Fare i picchetti? Ecco cosa si rischia

FONTE ILMANIFESTOBOLOGNA.IT

a-picchettodi Francesca Garisto [*]

Negli ultimi 30 anni i termini entro cui si è svolto il conflitto sociale nel secolo scorso sono stati completamente ridefiniti. Da un lato, con la creazione della nuova classe dei lavoratori precari, privata dei temi di lotta tradizionalmente attribuibili alla classe lavoratrice della seconda metà del ‘900, come quelli del diritto al lavoro e della conflittualità di classe; dall’altra, con la progressiva erosione dei diritti dei lavoratori subordinati, che ancora a quei temi di lotta politica potrebbero fare riferimento.

Nell’ambito di un quadro politico che è indiscutibilmente mutato, a causa, tra l’altro, di una politica che con sorprendente perseveranza e con il supporto di massicce campagne mediatiche, ha fatto breccia nella cultura popolare e operaistica, sono state predisposte le condizioni per avviare una stagione di riforme “lacrime e sangue”.
========================================
## [Descrizione del problema]
Ricopi il passo dell'estratto compreso tra "FONTE ILMANIFESTOBOLOGNA.IT" e "potrebbero fare riferimento.", estremi inclusi. Le righe riportate di seguito non hanno alcun rapporto con l'estratto.
========================================
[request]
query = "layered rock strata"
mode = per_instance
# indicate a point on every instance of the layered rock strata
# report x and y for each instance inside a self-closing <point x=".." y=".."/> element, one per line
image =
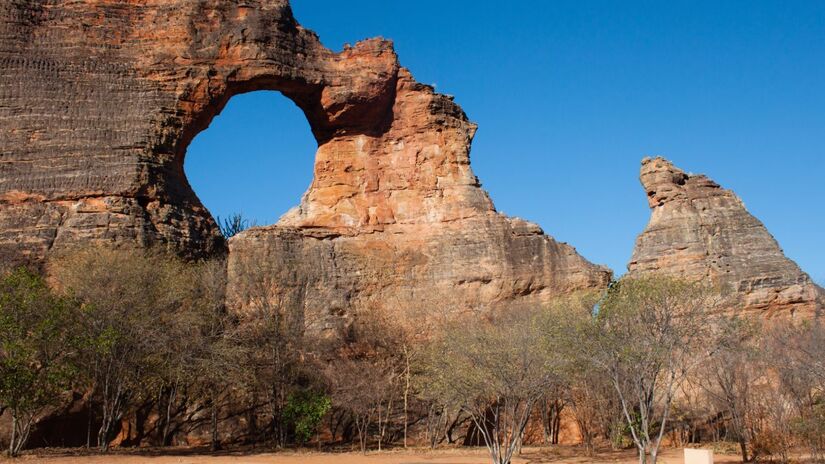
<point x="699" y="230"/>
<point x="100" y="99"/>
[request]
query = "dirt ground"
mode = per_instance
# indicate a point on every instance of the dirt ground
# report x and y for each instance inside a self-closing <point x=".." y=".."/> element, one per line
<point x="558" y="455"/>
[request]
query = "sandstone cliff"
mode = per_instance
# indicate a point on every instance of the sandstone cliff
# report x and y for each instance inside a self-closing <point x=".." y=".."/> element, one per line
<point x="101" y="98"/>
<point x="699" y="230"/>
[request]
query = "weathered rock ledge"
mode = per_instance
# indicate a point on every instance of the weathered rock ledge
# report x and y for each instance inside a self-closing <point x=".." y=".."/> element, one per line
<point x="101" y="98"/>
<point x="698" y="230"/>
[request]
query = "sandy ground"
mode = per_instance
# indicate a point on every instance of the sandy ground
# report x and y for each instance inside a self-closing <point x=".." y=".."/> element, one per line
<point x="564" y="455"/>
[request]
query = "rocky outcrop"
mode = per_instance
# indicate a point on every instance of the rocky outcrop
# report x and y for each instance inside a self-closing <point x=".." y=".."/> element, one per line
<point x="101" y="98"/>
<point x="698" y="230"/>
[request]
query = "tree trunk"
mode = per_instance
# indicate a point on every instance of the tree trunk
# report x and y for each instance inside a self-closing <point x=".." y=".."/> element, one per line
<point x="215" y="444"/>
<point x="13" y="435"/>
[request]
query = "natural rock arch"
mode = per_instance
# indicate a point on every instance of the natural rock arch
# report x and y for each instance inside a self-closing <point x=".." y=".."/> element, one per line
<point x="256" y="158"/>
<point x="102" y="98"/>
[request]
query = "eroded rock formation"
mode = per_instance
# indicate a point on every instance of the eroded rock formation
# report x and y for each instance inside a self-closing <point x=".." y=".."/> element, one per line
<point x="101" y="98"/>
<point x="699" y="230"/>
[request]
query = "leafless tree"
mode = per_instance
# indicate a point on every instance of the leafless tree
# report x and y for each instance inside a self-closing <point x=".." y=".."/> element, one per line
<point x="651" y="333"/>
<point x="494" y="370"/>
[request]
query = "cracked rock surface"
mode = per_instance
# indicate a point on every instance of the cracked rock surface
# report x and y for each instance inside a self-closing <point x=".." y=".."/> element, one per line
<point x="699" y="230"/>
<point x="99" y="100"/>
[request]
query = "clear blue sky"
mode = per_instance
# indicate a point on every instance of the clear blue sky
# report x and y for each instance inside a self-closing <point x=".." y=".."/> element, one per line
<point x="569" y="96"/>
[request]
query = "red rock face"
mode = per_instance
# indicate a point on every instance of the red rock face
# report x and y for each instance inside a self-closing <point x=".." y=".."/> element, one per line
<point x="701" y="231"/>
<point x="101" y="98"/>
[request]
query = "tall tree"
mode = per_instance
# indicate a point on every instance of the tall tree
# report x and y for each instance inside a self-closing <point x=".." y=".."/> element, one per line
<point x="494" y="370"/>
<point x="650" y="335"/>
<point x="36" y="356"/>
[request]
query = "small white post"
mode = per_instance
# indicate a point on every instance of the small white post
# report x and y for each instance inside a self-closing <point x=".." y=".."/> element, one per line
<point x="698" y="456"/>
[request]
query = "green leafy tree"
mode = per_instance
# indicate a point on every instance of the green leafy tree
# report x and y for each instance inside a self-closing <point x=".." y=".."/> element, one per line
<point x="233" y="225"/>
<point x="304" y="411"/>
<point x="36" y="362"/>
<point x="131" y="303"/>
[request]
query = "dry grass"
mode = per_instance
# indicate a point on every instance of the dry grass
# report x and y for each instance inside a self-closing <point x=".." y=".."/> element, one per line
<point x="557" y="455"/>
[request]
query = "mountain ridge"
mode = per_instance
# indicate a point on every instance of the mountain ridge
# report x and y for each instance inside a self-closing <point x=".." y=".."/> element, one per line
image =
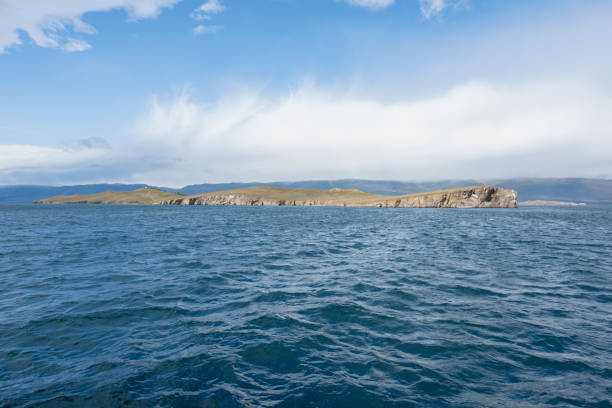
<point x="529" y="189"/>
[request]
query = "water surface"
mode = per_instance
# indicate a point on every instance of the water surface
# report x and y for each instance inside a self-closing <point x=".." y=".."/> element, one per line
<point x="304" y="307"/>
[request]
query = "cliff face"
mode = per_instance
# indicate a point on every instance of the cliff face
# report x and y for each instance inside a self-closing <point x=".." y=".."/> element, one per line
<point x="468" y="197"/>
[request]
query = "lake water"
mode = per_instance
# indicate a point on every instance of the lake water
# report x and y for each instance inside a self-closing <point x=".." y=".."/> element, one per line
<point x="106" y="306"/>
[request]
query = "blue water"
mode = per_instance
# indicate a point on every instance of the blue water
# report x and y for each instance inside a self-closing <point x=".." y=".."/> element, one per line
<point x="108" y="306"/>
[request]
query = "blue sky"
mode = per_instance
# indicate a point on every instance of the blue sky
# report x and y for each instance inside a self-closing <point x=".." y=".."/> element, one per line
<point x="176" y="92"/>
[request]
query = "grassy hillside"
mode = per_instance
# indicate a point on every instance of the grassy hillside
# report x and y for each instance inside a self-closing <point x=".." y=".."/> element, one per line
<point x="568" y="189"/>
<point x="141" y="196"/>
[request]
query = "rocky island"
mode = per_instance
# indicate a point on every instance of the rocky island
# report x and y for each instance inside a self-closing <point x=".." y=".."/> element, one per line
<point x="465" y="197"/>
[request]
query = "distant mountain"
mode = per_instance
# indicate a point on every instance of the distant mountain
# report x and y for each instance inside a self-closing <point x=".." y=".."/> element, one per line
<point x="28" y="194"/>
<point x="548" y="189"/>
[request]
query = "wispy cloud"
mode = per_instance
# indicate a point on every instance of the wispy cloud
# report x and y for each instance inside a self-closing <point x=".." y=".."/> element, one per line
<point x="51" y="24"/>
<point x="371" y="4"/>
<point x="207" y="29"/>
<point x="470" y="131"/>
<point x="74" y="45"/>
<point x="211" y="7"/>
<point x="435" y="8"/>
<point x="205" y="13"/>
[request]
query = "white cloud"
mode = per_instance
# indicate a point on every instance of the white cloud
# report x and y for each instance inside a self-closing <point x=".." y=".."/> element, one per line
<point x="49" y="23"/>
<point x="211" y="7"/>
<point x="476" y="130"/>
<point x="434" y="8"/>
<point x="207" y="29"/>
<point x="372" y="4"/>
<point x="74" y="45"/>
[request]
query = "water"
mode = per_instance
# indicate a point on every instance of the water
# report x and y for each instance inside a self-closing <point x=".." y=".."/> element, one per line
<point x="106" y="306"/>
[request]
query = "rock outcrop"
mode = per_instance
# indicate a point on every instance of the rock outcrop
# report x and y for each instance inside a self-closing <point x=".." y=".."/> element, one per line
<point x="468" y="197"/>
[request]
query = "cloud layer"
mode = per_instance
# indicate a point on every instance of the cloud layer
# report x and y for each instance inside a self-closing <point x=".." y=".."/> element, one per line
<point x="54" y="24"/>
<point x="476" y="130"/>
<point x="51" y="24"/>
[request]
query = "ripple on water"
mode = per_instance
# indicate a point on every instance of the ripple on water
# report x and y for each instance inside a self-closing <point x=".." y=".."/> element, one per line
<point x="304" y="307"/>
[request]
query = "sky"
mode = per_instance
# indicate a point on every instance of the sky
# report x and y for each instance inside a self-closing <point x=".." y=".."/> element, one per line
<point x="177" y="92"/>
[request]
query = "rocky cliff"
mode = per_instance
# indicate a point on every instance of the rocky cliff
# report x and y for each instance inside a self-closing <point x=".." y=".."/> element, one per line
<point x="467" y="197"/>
========================================
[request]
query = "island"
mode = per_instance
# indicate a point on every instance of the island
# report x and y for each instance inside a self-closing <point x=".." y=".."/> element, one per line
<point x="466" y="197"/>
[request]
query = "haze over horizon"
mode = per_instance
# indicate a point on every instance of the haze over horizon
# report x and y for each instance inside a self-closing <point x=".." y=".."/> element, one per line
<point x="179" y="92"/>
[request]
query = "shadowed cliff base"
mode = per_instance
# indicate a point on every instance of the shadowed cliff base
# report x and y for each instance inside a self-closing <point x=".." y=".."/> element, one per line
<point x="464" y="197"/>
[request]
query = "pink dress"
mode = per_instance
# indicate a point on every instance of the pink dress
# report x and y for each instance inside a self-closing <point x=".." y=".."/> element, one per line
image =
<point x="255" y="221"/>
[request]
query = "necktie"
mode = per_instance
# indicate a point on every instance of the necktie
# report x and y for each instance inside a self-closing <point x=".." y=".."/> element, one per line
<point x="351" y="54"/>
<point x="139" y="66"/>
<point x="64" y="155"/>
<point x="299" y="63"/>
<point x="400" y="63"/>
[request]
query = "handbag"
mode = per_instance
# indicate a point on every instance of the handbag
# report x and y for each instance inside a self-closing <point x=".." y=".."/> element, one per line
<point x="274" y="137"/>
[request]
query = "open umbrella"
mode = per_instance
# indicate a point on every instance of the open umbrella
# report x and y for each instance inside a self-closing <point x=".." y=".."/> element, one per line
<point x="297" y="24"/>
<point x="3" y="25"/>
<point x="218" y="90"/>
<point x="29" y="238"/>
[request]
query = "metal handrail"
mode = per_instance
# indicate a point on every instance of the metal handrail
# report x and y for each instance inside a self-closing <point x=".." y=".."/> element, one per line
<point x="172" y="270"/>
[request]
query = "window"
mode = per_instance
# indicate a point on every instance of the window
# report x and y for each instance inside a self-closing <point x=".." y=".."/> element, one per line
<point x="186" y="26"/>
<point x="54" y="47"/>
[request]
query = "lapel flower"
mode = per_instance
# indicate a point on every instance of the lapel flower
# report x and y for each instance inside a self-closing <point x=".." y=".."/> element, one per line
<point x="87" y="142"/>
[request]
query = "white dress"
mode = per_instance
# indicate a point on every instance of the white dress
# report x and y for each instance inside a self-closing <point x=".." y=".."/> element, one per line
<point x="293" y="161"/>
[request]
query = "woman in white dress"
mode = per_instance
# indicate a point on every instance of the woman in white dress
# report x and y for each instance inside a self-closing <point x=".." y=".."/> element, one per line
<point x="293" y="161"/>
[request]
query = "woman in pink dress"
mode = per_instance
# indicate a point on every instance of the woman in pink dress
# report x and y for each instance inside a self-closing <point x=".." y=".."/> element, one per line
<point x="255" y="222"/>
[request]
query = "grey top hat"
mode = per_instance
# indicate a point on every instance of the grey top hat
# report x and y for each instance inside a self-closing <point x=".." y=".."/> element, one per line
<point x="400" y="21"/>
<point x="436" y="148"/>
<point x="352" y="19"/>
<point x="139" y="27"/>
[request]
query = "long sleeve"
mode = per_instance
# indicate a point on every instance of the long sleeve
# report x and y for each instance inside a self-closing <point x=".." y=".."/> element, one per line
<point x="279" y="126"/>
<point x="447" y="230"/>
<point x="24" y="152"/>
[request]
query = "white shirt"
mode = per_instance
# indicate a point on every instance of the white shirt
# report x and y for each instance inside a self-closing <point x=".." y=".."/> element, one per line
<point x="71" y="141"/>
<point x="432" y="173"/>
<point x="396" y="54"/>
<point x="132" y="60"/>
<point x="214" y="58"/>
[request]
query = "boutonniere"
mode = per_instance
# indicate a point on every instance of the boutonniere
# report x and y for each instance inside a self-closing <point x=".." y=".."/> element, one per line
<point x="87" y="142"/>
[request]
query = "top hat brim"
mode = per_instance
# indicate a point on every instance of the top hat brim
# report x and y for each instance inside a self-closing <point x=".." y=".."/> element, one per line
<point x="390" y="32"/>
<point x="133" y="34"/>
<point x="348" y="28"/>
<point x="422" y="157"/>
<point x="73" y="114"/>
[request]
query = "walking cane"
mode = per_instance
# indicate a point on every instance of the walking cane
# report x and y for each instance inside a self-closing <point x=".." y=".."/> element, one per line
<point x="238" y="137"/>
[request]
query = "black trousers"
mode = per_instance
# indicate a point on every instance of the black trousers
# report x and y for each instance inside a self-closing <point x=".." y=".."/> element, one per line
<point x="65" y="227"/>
========================================
## [Esito del compito]
FONTE ILMANIFESTOBOLOGNA.IT

a-picchettodi Francesca Garisto [*]

Negli ultimi 30 anni i termini entro cui si è svolto il conflitto sociale nel secolo scorso sono stati completamente ridefiniti. Da un lato, con la creazione della nuova classe dei lavoratori precari, privata dei temi di lotta tradizionalmente attribuibili alla classe lavoratrice della seconda metà del ‘900, come quelli del diritto al lavoro e della conflittualità di classe; dall’altra, con la progressiva erosione dei diritti dei lavoratori subordinati, che ancora a quei temi di lotta politica potrebbero fare riferimento.